[[ AVAILABLE DATA open ]]

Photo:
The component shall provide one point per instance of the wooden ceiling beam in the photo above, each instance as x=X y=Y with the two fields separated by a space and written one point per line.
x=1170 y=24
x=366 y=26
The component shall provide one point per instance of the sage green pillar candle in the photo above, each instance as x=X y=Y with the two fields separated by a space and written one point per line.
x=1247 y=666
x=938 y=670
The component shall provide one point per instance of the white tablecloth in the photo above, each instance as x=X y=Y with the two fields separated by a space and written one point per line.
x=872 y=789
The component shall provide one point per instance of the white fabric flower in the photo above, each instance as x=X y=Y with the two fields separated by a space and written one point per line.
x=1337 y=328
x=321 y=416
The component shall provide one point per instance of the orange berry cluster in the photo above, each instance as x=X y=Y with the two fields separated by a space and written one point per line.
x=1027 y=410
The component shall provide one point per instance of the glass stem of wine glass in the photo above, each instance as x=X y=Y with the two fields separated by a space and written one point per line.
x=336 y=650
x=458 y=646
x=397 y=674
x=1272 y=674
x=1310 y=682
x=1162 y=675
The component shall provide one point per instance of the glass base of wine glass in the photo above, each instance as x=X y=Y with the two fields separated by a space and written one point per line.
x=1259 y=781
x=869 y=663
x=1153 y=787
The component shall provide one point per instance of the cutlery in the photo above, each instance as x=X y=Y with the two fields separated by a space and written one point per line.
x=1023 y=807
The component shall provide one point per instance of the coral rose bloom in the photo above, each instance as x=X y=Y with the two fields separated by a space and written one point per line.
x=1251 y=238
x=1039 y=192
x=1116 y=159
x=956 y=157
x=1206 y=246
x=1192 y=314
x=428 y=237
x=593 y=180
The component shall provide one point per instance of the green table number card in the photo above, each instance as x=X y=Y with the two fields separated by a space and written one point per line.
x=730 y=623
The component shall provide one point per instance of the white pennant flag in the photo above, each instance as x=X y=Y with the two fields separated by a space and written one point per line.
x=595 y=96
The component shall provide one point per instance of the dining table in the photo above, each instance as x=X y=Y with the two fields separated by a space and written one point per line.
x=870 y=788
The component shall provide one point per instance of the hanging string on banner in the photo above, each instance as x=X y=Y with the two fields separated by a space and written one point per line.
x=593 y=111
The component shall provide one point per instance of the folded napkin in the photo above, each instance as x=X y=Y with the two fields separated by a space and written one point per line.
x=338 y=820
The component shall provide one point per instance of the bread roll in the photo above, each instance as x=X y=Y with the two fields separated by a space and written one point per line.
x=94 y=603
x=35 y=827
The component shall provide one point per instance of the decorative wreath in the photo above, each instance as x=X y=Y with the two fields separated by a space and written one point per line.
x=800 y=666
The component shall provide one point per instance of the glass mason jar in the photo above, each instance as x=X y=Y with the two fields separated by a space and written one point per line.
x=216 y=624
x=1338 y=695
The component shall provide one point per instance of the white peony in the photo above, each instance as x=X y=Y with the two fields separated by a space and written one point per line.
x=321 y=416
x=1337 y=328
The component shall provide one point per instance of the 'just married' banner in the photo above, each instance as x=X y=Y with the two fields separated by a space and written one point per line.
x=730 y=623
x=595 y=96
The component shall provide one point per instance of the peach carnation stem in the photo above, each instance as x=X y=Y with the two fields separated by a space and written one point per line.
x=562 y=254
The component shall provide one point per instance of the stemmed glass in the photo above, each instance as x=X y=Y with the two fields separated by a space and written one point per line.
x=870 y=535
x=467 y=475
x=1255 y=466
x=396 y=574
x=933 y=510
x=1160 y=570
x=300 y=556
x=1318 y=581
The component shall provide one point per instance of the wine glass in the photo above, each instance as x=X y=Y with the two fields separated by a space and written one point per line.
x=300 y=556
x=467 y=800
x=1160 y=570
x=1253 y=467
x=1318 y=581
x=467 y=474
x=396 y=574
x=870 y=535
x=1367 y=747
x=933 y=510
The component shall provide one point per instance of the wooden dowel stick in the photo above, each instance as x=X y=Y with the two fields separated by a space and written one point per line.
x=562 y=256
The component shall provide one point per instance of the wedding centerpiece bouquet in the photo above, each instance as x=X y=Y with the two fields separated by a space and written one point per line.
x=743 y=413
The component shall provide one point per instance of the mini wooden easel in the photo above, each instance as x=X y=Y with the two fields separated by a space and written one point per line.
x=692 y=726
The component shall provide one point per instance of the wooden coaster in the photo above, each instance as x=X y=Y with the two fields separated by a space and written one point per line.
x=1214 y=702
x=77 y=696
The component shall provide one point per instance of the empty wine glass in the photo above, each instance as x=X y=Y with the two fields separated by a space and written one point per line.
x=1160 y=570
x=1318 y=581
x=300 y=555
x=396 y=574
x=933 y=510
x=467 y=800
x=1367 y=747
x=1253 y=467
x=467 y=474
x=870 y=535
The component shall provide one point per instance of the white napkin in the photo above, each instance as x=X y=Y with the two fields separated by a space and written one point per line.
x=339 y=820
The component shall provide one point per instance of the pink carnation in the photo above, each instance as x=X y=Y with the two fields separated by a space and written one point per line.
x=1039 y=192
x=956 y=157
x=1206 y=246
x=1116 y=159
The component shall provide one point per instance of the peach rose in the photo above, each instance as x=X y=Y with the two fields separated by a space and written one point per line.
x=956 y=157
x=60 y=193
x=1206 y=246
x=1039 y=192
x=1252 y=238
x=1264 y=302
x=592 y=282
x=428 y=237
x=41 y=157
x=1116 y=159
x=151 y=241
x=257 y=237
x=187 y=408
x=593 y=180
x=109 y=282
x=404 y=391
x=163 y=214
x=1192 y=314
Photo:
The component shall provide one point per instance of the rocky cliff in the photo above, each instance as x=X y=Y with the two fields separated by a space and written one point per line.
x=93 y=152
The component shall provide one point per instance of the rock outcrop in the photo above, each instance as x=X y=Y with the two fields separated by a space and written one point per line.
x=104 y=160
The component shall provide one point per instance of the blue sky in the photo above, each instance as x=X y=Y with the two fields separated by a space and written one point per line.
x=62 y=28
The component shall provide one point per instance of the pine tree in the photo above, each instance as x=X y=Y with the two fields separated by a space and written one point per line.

[[ AVAILABLE DATA closed ]]

Write out the full listing, keeping every line exactly as it is.

- YOUR RESPONSE -
Photo:
The component shall provide one point per instance of the wooden ceiling beam in the photo above, each instance as x=X y=Y with the two fields separated by a space and written one point per line.
x=1170 y=24
x=366 y=26
The component shall provide one point per instance of the sage green pillar candle in the photo above, each instance as x=X y=Y with the two fields separated by a space and written one point per line.
x=1247 y=666
x=938 y=670
The component shall provide one point per instance of the white tablecloth in the photo above, each instance as x=X y=Y with the two fields separated by a space and written one point per line.
x=872 y=789
The component shall provide one point per instance of the white fabric flower in the photo above, each instance as x=X y=Y with the two fields separated by a space and written one point per line.
x=1337 y=328
x=321 y=416
The component shall provide one point per instance of the orange berry cluster in the photo above, each instance as x=X y=Y with the two fields separated by a space and written one point per line.
x=1027 y=410
The component shall provide one point per instance of the glass stem of wine glass in the photo above, each instance as x=X y=Y with the two fields separated by a space and written one point per line.
x=336 y=650
x=458 y=646
x=397 y=674
x=1272 y=674
x=1310 y=682
x=1162 y=675
The component shall provide one point per instance of the glass base of wine glass in the photo above, each instance as x=X y=Y with the two fields separated by a space and written one point per line.
x=1259 y=781
x=869 y=663
x=1153 y=787
The component shall provide one point per instance of the cutlery in the photo above, each instance as x=X y=Y with the two fields separated by a space and written one point per line.
x=1023 y=807
The component shall provide one point per instance of the coral rose bloom in the photo above, each instance as x=X y=Y with the two fields separated by a space and written one point per line.
x=1251 y=238
x=1039 y=192
x=1116 y=159
x=956 y=157
x=1206 y=246
x=1192 y=314
x=428 y=237
x=593 y=180
The component shall provide one point per instance of the green table number card in the photo above, each instance as x=X y=Y with the two fields separated by a space and written one point per line.
x=730 y=623
The component shall provide one point per instance of the white pennant flag in the photo above, each instance as x=X y=Y with the two fields separated by a space and written one point per line.
x=595 y=96
The component shall provide one point per instance of the dining table in the photo above, each instance as x=X y=Y with the two fields separated by a space and written one point per line.
x=870 y=788
The component shall provide one point per instance of the hanging string on banner in the photo above, each instance as x=X y=Y with the two fields separated by a space and written one point per line.
x=593 y=111
The component shall provide one point per instance of the folded napkin in the photo above, each instance as x=X y=Y with the two fields separated by a space and written one point per line.
x=338 y=820
The component shall provide one point per instance of the bread roll in the photo above, each instance as x=X y=Y with the two fields separated by a space and written one point per line.
x=94 y=603
x=35 y=827
The component shall provide one point per instance of the decorative wreath in the photo above, each instance as x=X y=Y with the two fields separated by a space and written one point per line.
x=800 y=666
The component shall provide one point per instance of the glass mason jar in the photo above, each instance as x=X y=Y with the two fields separated by a space and written one point per line.
x=216 y=624
x=1338 y=695
The component shall provide one point per instance of the white peony in the photo above, each instance as x=X y=Y with the two fields separated by a space and written one point per line.
x=321 y=416
x=1337 y=328
The component shall provide one point per instance of the 'just married' banner in the photo above, each instance as x=X y=Y with the two fields separated by a space and written one point per line.
x=730 y=623
x=595 y=96
The component shall provide one point per instance of the peach carnation stem in the photo above, each instance as x=X y=Y with the two fields separated by a space and written one point per line.
x=562 y=254
The component shall provide one point per instance of the stemmed glass in the photo above, each instance as x=X y=Y with the two fields separated by a space and written one point per line.
x=870 y=535
x=467 y=475
x=1255 y=466
x=396 y=574
x=933 y=510
x=1160 y=570
x=300 y=556
x=1318 y=581
The component shall provide one point per instance of the wine glass in the photo above, each instance as x=X y=Y with the two fields separated by a space and written one point per line.
x=300 y=556
x=467 y=800
x=1160 y=570
x=1253 y=467
x=1318 y=581
x=467 y=474
x=396 y=574
x=870 y=535
x=1367 y=747
x=933 y=510
The component shall provide one point per instance of the wooden dowel stick in the photo above, each instance as x=X y=Y with the two fields separated by a space and written one point per line.
x=562 y=256
The component shall provide one point per instance of the wedding centerpiece bouquet in the photo above, each instance as x=X y=Y with the two fields separated by a space and written one point per line.
x=743 y=413
The component shall provide one point per instance of the mini wooden easel in the photo above, each instance as x=X y=Y with the two fields separated by a space and written one point per line.
x=692 y=726
The component shall provide one point per instance of the wooden coaster in the photo above, each instance as x=X y=Y with the two fields separated by a space and written one point per line.
x=1214 y=702
x=77 y=696
The component shall provide one point per instance of the empty wine glass in the photo above, each instance as x=X y=Y with the two fields separated by a space and written one point per line.
x=1160 y=570
x=1318 y=581
x=300 y=555
x=396 y=574
x=933 y=510
x=467 y=800
x=1367 y=747
x=1253 y=467
x=467 y=474
x=870 y=535
The component shall provide one point per instance of the white napkin in the photo above, each instance as x=X y=Y with the two fields separated by a space and written one point per line.
x=339 y=820
The component shall provide one point per instance of the pink carnation in the photo above, each instance as x=X y=Y with the two fields separated by a space and written one point per line.
x=1039 y=192
x=956 y=157
x=1206 y=246
x=1116 y=159
The component shall provide one point per instance of the peach rose in the photo above, each instance as x=X y=Y with the two fields separated by a space and written one point per line.
x=956 y=157
x=60 y=193
x=1206 y=246
x=1039 y=192
x=1252 y=238
x=1264 y=302
x=592 y=282
x=428 y=237
x=41 y=157
x=1116 y=159
x=151 y=241
x=257 y=237
x=187 y=408
x=593 y=180
x=109 y=282
x=404 y=391
x=163 y=214
x=1192 y=314
Photo:
The component shall provide one point per instance of the rocky cliff in the photo above, each instance as x=X y=Y with the two fields separated by a space and written one point per line.
x=93 y=152
The component shall provide one point per instance of the rock outcrop in the photo above, each instance as x=X y=Y with the two fields separated by a space and written one point per line.
x=104 y=160
The component shall provide one point per instance of the blue sky in the photo above, each instance as x=X y=Y with the two fields separated by a space and written one point per line.
x=62 y=28
The component shall provide one point per instance of the pine tree in the photo above, each instance as x=X y=Y with the two fields separated by a space and written one point per line.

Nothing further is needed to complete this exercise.